__Задание__.
Извлеките из материала ниже все строки, в которых встречается слово «advertising», и выпишите каждую из них целиком.

|---|

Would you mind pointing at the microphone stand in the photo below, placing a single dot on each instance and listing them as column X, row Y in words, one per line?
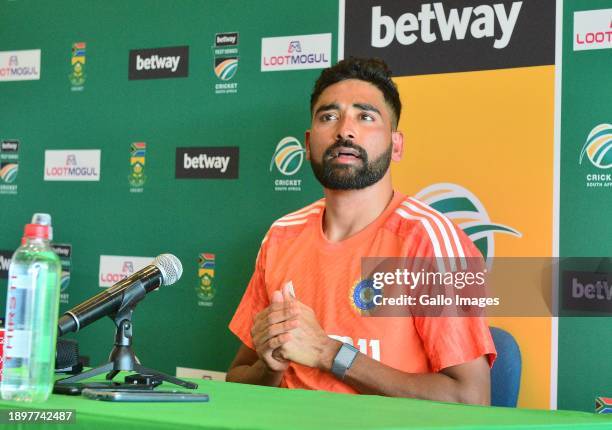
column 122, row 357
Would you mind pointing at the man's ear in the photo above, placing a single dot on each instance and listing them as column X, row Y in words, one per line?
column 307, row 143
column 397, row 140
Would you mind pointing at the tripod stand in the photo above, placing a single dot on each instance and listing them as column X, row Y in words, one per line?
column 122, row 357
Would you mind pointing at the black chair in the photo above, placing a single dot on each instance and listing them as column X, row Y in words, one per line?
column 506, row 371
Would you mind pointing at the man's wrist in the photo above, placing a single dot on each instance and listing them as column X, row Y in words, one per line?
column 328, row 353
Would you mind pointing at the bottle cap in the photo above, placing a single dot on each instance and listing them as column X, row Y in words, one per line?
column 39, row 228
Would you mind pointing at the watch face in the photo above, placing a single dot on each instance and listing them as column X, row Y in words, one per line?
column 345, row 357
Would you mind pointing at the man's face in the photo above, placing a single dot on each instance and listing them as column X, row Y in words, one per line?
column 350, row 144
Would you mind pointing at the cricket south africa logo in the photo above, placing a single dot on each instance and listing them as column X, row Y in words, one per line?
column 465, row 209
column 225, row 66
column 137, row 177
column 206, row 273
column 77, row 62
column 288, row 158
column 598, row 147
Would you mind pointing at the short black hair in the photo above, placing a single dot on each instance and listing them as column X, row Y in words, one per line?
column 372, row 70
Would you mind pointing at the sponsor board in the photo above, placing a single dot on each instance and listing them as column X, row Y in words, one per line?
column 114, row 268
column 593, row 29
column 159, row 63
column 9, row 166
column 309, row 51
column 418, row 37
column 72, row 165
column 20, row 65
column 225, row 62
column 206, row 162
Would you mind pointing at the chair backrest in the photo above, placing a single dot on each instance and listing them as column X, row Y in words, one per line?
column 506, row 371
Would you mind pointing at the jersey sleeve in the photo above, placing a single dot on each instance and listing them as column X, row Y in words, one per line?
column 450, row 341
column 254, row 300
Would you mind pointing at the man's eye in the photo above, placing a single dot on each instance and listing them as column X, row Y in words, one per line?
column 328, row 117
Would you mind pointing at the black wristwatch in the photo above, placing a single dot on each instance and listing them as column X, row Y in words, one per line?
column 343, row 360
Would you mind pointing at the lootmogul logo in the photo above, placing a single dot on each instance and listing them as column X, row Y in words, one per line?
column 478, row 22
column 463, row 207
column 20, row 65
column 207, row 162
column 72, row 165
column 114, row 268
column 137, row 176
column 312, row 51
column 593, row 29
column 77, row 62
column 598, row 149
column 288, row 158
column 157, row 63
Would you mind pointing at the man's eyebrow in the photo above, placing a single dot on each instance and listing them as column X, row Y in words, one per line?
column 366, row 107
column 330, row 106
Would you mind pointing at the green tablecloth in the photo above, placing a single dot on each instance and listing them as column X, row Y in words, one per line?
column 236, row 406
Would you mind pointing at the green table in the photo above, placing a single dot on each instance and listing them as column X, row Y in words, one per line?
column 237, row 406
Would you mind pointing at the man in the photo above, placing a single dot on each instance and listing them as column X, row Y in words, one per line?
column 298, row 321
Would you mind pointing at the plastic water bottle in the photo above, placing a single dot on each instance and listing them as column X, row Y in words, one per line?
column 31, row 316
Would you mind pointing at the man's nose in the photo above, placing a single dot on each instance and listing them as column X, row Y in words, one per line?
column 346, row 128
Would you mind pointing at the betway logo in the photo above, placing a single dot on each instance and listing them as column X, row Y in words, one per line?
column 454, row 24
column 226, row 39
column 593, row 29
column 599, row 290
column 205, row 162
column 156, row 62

|---|

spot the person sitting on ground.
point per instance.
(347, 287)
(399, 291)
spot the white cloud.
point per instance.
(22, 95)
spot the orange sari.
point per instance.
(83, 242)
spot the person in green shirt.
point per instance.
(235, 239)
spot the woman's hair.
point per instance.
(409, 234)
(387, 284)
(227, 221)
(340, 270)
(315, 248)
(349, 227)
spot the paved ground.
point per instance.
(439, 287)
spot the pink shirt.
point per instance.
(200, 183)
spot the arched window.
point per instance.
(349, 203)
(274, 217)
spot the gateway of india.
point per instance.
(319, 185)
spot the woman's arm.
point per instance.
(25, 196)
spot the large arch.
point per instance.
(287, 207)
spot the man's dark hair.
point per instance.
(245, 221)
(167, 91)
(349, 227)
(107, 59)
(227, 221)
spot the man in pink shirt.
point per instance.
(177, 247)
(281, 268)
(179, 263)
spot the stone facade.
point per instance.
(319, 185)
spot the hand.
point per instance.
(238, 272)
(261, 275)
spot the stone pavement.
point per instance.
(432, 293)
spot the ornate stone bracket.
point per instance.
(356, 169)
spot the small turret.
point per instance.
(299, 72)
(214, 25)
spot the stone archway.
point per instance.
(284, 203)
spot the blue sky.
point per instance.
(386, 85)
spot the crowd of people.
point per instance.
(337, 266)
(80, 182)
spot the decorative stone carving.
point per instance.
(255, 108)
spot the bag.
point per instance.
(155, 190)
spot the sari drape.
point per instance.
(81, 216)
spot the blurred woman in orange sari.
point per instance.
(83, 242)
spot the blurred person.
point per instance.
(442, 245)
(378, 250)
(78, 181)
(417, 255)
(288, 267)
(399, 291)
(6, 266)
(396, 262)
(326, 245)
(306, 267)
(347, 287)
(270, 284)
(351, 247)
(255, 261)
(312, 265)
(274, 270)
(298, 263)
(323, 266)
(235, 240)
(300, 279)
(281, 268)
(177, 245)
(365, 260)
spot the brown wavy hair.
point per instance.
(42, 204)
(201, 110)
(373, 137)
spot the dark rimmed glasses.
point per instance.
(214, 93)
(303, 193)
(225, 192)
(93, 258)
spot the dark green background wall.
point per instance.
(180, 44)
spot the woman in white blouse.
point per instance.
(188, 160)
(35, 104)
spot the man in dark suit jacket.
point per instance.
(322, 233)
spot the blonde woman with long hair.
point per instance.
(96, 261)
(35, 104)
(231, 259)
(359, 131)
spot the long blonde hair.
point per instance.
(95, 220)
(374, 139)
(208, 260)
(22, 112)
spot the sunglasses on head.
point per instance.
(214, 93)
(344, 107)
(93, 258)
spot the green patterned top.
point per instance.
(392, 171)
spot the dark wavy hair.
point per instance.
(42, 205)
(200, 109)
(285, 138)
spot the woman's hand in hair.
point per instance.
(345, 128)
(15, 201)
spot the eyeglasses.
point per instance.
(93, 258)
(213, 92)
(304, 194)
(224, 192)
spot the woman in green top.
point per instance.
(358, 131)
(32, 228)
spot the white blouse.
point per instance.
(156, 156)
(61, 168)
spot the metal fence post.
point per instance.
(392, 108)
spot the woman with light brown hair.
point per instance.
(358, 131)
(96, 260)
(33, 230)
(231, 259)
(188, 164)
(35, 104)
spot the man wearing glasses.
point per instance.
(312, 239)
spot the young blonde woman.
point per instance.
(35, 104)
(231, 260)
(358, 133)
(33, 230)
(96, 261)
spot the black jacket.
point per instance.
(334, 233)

|---|

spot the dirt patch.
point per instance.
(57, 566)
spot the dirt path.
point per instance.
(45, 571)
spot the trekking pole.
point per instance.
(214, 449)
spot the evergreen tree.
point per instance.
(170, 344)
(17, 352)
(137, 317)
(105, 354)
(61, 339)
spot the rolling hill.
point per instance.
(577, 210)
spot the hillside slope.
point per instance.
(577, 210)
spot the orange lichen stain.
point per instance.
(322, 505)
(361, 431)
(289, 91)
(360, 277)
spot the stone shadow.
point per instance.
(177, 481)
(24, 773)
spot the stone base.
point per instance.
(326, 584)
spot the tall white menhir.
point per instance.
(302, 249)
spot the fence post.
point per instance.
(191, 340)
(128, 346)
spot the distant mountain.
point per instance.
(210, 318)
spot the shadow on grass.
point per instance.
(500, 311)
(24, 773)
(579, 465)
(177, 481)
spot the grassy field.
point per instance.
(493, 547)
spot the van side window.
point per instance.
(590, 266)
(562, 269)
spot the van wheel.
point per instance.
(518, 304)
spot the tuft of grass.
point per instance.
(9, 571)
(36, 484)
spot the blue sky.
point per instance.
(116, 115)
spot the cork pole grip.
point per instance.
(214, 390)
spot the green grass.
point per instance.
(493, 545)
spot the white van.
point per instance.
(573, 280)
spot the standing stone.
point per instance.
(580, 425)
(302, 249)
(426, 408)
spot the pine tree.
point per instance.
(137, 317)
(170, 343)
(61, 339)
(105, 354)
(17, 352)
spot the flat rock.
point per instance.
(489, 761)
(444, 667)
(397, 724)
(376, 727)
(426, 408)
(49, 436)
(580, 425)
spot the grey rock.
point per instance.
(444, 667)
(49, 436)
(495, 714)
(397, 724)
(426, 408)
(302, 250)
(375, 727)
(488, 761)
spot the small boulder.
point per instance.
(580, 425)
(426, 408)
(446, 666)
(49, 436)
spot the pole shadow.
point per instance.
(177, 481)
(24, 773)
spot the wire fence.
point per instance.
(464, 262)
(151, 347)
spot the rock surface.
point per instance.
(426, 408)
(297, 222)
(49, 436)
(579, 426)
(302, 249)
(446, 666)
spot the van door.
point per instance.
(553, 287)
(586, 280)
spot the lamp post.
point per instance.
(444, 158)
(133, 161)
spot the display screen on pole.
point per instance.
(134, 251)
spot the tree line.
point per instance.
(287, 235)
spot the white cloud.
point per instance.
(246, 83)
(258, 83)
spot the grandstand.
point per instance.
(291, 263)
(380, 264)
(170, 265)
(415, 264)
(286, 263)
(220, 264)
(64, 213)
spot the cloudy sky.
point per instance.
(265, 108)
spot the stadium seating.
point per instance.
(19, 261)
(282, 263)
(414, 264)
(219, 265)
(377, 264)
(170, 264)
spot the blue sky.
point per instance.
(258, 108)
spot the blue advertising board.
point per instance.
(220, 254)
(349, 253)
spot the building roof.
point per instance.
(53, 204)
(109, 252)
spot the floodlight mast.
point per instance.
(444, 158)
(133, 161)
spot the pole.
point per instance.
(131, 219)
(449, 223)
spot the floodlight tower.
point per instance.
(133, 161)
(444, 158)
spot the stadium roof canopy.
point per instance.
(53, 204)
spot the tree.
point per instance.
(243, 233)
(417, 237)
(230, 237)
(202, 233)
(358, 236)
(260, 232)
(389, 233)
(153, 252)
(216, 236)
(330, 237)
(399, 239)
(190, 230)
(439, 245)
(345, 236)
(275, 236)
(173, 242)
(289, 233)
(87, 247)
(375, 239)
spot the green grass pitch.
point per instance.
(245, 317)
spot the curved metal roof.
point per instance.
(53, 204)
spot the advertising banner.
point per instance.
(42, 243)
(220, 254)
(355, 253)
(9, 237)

|---|

__Правильный ответ__.
spot the blue advertising board.
spot the advertising banner.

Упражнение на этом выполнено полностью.